■ WHAT THE TASK REQUIRES ■
Reproduce without alteration the lines of the material, starting with the line that contains "Segment the short" and continuing through the line that contains "left=249, top=613, right=490, bottom=750", both included.

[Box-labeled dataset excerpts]
== == ==

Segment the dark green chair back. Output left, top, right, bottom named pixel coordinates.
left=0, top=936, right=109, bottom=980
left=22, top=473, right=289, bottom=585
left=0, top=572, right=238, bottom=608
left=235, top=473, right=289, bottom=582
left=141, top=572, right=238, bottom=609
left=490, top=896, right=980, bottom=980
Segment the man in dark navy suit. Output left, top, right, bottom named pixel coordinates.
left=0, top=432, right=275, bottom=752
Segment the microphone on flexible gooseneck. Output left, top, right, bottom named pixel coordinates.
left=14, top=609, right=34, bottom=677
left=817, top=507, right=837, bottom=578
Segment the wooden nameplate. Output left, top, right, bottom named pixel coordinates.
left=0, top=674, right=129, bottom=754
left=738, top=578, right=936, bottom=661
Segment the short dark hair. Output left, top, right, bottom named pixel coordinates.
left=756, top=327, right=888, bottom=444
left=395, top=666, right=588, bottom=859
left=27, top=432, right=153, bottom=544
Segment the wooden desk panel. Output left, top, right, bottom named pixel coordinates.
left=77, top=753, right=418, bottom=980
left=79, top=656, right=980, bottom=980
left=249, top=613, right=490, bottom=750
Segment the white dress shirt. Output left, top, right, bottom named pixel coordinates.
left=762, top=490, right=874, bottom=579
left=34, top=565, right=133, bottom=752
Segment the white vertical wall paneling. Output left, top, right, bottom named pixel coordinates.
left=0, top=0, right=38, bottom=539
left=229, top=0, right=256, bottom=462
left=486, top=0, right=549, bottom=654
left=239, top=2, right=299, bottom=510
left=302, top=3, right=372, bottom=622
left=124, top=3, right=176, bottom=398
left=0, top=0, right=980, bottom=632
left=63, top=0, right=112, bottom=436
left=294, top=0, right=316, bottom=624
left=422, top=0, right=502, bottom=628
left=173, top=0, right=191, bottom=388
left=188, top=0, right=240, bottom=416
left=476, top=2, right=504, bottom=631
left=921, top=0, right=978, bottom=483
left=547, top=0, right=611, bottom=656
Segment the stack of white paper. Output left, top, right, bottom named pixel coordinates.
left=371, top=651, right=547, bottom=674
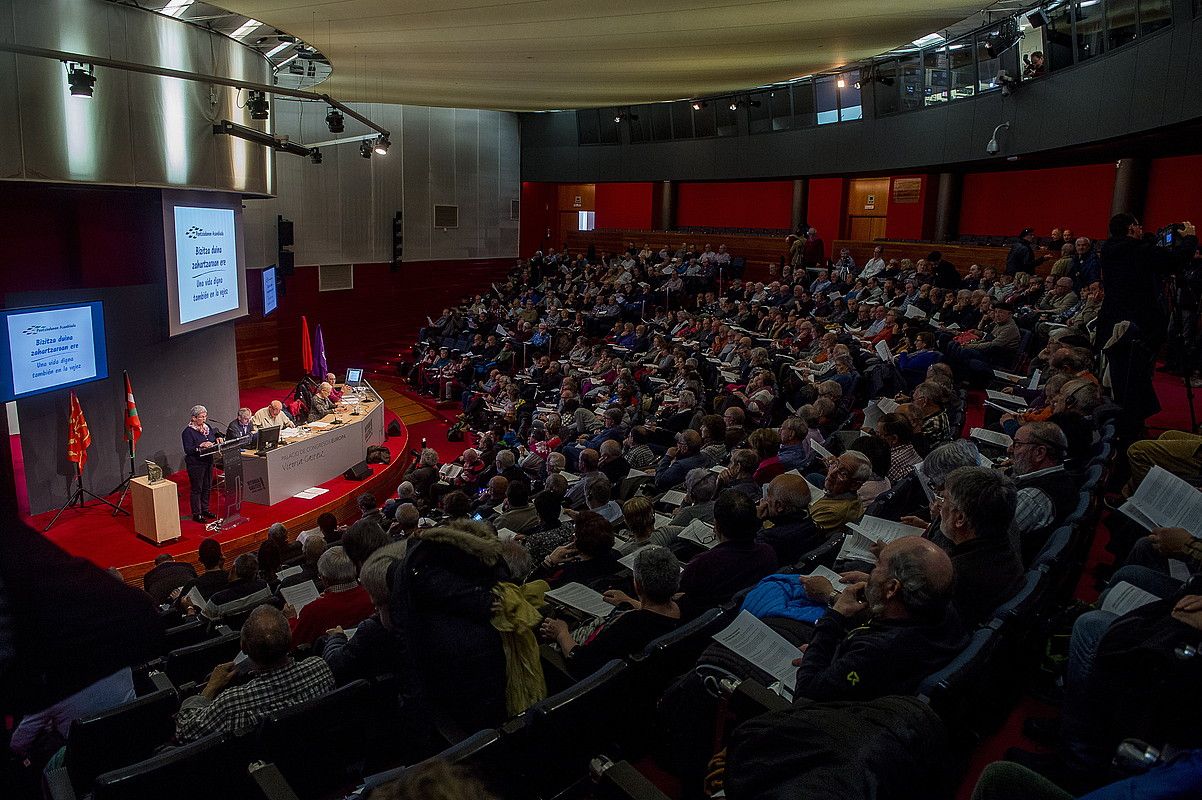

== == ==

■ RESULT FOR THIS EXERCISE ■
Segment the short dark hair. Output left, top, right, bottom named pixel coordinates.
left=756, top=327, right=888, bottom=444
left=395, top=666, right=588, bottom=859
left=27, top=432, right=153, bottom=544
Segment the wooden desk panel. Output left, top, right, bottom named pixel coordinates.
left=77, top=753, right=418, bottom=980
left=79, top=656, right=980, bottom=980
left=249, top=613, right=490, bottom=750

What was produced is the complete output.